**Görev yönergesi**.
Aysel Tuğluk hakkındaki ATK raporuna gösterilen tepkileri konu alan aşağıdaki haber metnini tek harfini bile değiştirmeden baştan sona yeniden yazın.

───── Sunulan alıntı ─────

ATK’nin Aysel Tuğluk için verdiği raporun siyasi olduğunun altını çizen kadın örgütü temsilcileri, insan hakları savunucuları, gazeteci ve sanatçılar, ATK’nin kararın siyasi olduğunu belirterek, mücadeleyi yükseltme çağrısında bulundu
Adalet Bakanlığı’na bağlı Adli Tıp Kurumu (ATK) Kürt siyasetçi ve ağır hasta tutuklu Aysel Tuğluk için geçtiğimiz günlerde bir kez daha cezaevinde kalması için rapor verdi. İlgili raporda birçok çelişki bulunurken, Tuğluk’un 11 aydır teşhisi konulan demans hastalığı ile mücadelesi de var olan tıbbi bulgu ve tedavi raporlarına rağmen görmezden gelindi ve ceza sorumluluğu değerlendirmesi yapıldı. Tuğluk’un günden güne ilerleyen ve cezaevi koşullarında tedavisi mümkün olmayan hastalığının göz önünde bulundurularak infazının ertelenmesi için kampanya başlatan kadın örgütleri, gazeteciler, akademisyenler, aydınlar, hak savunucuları ve sanatçılar ise ATK’nin raporuna büyük bir tepki gösterdi.

───── Veri kümesi kesiti ─────

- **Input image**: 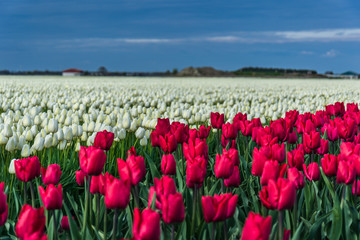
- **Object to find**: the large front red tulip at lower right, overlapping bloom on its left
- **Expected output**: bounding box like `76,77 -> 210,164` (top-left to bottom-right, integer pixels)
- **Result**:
268,178 -> 296,211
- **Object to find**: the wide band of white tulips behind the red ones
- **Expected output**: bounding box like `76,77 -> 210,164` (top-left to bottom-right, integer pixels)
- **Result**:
0,76 -> 360,153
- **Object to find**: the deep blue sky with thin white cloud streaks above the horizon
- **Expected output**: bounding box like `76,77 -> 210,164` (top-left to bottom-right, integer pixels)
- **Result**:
0,0 -> 360,72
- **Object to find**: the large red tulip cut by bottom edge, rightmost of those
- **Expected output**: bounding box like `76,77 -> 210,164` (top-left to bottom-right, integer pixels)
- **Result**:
241,212 -> 271,240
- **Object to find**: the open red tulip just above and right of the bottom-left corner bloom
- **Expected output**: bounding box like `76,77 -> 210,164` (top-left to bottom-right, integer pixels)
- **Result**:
39,184 -> 63,210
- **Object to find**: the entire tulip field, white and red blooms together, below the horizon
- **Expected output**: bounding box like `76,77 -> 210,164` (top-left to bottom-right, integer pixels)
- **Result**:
0,76 -> 360,240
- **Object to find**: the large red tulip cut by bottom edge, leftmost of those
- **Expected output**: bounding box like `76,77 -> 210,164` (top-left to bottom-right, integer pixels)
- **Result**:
15,204 -> 45,239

─────

**Alıştırma yanıtı**.
ATK’nin Aysel Tuğluk için verdiği raporun siyasi olduğunun altını çizen kadın örgütü temsilcileri, insan hakları savunucuları, gazeteci ve sanatçılar, ATK’nin kararın siyasi olduğunu belirterek, mücadeleyi yükseltme çağrısında bulundu
Adalet Bakanlığı’na bağlı Adli Tıp Kurumu (ATK) Kürt siyasetçi ve ağır hasta tutuklu Aysel Tuğluk için geçtiğimiz günlerde bir kez daha cezaevinde kalması için rapor verdi. İlgili raporda birçok çelişki bulunurken, Tuğluk’un 11 aydır teşhisi konulan demans hastalığı ile mücadelesi de var olan tıbbi bulgu ve tedavi raporlarına rağmen görmezden gelindi ve ceza sorumluluğu değerlendirmesi yapıldı. Tuğluk’un günden güne ilerleyen ve cezaevi koşullarında tedavisi mümkün olmayan hastalığının göz önünde bulundurularak infazının ertelenmesi için kampanya başlatan kadın örgütleri, gazeteciler, akademisyenler, aydınlar, hak savunucuları ve sanatçılar ise ATK’nin raporuna büyük bir tepki gösterdi.